Records provided below:

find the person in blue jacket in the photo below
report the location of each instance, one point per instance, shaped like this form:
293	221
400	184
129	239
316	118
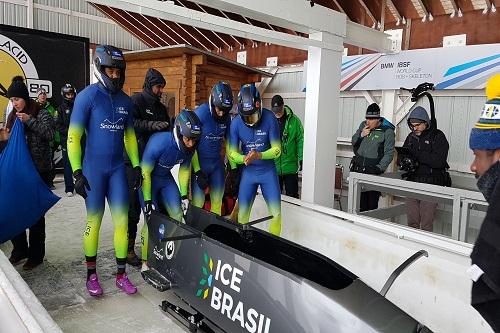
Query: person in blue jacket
163	151
257	130
208	165
104	112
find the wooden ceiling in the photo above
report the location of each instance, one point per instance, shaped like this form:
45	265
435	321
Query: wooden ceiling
377	14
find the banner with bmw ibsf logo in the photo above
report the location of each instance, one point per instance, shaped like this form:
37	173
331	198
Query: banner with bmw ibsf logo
45	59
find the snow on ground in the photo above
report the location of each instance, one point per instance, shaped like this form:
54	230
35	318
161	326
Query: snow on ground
59	282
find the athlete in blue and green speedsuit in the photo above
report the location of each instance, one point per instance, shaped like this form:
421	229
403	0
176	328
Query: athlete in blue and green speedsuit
258	132
163	151
104	112
208	165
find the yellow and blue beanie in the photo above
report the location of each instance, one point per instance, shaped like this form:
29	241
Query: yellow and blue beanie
485	134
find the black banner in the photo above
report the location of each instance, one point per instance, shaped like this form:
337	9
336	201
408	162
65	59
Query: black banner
44	59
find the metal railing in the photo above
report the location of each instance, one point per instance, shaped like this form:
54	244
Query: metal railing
462	199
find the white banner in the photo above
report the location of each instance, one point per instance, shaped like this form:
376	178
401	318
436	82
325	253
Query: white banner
465	67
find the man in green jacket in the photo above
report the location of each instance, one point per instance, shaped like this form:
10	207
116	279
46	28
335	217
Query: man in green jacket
44	103
289	162
373	146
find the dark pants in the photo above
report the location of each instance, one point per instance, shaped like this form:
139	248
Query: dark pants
291	184
134	206
369	200
68	174
36	248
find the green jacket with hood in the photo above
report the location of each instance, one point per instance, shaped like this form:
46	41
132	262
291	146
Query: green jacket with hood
53	112
375	149
292	143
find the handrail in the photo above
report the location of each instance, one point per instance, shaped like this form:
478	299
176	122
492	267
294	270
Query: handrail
460	199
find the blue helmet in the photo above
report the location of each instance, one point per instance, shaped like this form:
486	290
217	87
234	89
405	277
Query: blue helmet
66	89
187	124
249	105
221	97
109	56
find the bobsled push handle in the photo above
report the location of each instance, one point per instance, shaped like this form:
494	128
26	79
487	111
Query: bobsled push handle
262	219
400	270
182	237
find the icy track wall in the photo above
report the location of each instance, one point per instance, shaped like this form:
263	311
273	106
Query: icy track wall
20	310
434	290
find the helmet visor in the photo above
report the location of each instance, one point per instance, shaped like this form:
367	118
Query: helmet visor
252	119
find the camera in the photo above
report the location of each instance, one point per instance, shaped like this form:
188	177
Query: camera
408	164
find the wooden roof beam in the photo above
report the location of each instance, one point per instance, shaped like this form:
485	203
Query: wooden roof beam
340	8
216	46
394	11
420	8
368	11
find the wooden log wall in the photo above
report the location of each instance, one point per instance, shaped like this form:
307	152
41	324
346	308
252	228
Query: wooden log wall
189	78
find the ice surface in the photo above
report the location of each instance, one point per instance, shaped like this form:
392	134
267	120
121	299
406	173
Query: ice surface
59	283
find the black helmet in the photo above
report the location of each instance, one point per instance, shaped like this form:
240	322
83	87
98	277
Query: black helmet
222	98
249	105
66	89
187	124
109	56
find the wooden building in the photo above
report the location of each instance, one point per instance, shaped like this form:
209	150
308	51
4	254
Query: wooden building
190	74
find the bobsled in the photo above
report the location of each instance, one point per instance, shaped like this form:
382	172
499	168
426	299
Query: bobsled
221	276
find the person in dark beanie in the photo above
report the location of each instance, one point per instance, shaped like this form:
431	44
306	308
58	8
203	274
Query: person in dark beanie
373	146
150	116
428	151
485	270
44	103
289	162
68	94
39	129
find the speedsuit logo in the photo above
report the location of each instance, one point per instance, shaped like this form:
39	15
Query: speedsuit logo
116	126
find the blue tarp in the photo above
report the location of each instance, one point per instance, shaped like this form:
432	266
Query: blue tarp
24	197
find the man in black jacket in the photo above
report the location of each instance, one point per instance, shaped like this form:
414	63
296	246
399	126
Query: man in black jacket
68	93
485	269
428	150
150	116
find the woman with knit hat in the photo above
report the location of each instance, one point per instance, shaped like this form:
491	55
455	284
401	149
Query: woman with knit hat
39	129
485	270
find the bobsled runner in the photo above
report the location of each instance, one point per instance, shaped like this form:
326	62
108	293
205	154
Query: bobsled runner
220	276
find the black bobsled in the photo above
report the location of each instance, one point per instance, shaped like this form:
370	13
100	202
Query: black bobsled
221	276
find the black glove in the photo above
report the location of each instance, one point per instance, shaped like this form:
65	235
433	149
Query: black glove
201	179
184	204
160	125
372	170
148	209
137	177
81	183
234	179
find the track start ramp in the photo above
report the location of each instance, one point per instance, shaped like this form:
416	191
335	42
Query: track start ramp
435	290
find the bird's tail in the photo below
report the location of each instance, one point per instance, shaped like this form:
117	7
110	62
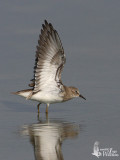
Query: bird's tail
24	93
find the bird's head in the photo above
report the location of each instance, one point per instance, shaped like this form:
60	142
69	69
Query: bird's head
75	92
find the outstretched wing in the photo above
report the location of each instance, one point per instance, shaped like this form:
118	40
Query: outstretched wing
50	60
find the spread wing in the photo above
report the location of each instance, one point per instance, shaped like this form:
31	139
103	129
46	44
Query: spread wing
50	60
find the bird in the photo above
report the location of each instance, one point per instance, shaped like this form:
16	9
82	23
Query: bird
46	85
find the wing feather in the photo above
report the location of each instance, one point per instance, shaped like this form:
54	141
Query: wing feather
50	60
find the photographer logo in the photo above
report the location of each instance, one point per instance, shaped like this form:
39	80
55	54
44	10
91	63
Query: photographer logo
108	152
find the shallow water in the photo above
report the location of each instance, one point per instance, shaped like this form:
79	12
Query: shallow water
92	49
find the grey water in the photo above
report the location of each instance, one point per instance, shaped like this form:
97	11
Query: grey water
90	34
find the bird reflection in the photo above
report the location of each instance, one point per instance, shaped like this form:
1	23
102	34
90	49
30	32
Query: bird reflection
47	136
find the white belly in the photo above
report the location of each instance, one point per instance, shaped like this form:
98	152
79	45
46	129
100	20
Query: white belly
47	97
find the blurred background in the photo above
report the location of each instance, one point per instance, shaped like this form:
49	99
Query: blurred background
90	34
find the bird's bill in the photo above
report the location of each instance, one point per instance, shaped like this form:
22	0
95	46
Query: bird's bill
82	97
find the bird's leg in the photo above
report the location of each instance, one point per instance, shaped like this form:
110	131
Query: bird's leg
47	108
38	107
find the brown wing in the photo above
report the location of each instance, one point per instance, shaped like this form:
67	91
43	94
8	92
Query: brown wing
50	60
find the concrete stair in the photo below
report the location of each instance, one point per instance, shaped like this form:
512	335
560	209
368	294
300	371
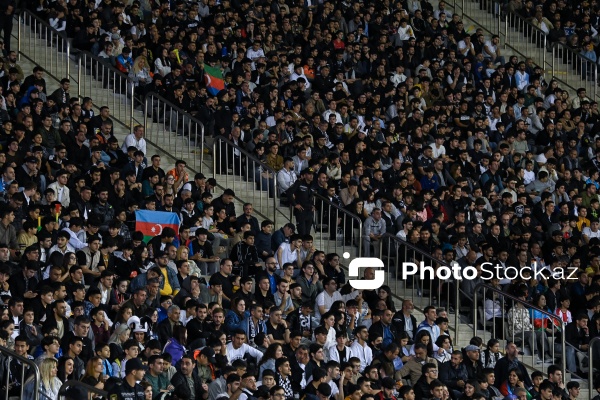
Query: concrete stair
163	140
521	40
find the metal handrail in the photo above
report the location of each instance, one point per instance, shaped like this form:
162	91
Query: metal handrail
540	54
25	361
59	67
591	361
433	261
551	316
22	17
154	100
345	214
89	388
114	77
270	213
559	50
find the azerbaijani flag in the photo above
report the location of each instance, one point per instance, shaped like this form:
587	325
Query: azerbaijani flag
214	79
152	223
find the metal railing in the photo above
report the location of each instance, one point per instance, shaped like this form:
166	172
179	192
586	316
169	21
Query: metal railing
490	21
526	39
95	77
567	66
534	339
107	86
338	230
55	56
594	342
10	355
242	171
64	389
444	293
175	131
573	69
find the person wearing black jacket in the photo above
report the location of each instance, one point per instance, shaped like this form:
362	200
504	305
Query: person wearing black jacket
454	374
506	363
301	198
577	334
385	329
181	378
245	256
302	320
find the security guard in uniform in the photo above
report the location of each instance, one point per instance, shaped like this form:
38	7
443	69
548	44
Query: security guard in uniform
130	389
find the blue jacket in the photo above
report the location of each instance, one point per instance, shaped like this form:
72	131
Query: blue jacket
175	349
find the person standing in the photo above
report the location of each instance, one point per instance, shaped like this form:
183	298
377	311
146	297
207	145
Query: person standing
130	389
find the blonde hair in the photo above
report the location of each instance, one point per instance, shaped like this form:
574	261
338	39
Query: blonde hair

End of Records provided.

§ Required action:
Look for the string "hair" in the listing above and copy every line holding it.

§ Reply to the task:
find the blonde hair in the photo above
Query: blonde hair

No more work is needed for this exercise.